SET EXERCISE
Format as a numbered list the lines starting with the line containing "For the scoring pass, find every instance of the girl's shoulder" and going on through the line containing "[[229, 301]]", leaving out any blank lines.

================================

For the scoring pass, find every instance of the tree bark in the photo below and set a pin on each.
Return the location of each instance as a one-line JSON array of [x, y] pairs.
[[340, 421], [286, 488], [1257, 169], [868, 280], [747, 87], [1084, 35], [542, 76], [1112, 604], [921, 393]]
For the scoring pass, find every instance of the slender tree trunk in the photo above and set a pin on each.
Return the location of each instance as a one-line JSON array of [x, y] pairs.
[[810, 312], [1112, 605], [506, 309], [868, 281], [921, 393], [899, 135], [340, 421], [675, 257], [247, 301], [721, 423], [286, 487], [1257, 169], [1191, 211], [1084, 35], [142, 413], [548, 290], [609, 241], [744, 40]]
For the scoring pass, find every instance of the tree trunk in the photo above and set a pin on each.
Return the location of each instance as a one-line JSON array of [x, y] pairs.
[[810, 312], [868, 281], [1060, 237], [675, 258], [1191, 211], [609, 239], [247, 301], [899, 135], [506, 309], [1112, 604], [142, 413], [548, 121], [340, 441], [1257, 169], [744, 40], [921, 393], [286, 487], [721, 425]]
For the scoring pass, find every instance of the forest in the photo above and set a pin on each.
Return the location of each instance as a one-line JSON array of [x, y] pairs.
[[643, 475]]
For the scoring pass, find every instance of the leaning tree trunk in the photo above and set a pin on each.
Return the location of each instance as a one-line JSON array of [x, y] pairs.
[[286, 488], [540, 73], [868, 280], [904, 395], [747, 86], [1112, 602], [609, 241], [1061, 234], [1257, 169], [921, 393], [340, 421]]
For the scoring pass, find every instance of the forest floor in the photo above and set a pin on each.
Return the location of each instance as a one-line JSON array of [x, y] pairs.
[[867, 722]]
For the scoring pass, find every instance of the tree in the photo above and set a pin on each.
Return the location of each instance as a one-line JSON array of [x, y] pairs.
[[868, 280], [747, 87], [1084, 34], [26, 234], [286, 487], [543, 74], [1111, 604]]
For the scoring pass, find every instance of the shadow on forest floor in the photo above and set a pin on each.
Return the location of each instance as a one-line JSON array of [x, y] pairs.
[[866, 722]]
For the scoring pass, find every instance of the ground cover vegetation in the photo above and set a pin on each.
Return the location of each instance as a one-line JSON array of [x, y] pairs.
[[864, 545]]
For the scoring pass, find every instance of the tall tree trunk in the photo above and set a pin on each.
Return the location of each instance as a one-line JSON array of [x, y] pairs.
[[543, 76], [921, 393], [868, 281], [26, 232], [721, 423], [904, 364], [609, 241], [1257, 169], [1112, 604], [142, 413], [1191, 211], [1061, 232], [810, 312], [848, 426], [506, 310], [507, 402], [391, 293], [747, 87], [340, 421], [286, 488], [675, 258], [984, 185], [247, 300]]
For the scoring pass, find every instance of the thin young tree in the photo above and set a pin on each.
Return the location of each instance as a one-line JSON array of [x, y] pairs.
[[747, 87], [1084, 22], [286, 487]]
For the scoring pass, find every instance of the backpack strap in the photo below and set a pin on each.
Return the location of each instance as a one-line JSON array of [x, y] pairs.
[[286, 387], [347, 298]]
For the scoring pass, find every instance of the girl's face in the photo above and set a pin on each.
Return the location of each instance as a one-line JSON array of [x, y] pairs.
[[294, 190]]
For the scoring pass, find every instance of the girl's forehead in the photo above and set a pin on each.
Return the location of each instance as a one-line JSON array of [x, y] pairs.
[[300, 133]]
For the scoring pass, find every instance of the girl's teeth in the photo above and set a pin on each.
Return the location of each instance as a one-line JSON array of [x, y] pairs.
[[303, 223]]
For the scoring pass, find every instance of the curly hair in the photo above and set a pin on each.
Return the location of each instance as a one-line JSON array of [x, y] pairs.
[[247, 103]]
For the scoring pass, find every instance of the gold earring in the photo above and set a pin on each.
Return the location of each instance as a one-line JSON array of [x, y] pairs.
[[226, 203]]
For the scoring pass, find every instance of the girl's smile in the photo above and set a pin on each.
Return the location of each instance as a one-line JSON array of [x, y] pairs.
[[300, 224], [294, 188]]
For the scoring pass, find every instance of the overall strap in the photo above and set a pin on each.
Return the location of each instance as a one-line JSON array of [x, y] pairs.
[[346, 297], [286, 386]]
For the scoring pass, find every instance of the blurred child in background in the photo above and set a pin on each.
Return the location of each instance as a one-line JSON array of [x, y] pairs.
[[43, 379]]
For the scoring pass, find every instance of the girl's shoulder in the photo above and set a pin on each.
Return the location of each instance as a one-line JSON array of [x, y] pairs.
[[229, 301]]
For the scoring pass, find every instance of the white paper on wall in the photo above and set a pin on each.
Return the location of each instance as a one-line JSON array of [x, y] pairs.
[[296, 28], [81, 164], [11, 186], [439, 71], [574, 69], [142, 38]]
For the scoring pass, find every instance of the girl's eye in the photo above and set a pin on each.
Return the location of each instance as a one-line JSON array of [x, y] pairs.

================================

OUTPUT OF THE TASK
1. For the scoring pass, find every instance of the girl's shoulder in the photo above and set a pin on each.
2. Return the location of each instance as a one-line JSON array of [x, y] pairs.
3. [[229, 301]]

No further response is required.